Begin Task inputs
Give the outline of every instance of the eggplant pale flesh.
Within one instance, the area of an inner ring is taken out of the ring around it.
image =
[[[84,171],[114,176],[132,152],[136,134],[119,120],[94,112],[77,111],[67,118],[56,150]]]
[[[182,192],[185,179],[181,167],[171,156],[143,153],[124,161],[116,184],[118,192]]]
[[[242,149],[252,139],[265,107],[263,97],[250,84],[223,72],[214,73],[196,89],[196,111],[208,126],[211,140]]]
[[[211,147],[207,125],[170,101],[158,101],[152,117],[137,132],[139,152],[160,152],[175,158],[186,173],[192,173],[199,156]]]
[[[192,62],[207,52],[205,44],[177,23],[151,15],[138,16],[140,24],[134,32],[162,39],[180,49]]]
End Task inputs
Reproduce all the items above, substituting "cucumber" for each occurrence of "eggplant" and leaving everything else unchanged.

(Exercise result):
Give the outline of every instance of the cucumber pale flesh.
Within one instance, the area of an inner ring is taken out of the ring around it.
image =
[[[84,171],[114,176],[132,152],[136,134],[119,120],[94,112],[77,111],[67,118],[56,150]]]
[[[182,192],[185,179],[181,167],[171,156],[143,153],[124,161],[116,184],[118,192]]]
[[[242,149],[252,139],[265,107],[263,97],[250,84],[223,72],[214,73],[196,89],[196,111],[208,126],[211,140]]]
[[[211,147],[207,125],[170,101],[158,101],[152,117],[137,132],[139,152],[160,152],[175,158],[186,173],[192,173],[199,156]]]
[[[192,62],[207,52],[205,44],[177,23],[151,15],[138,16],[140,24],[134,32],[162,39],[180,49]]]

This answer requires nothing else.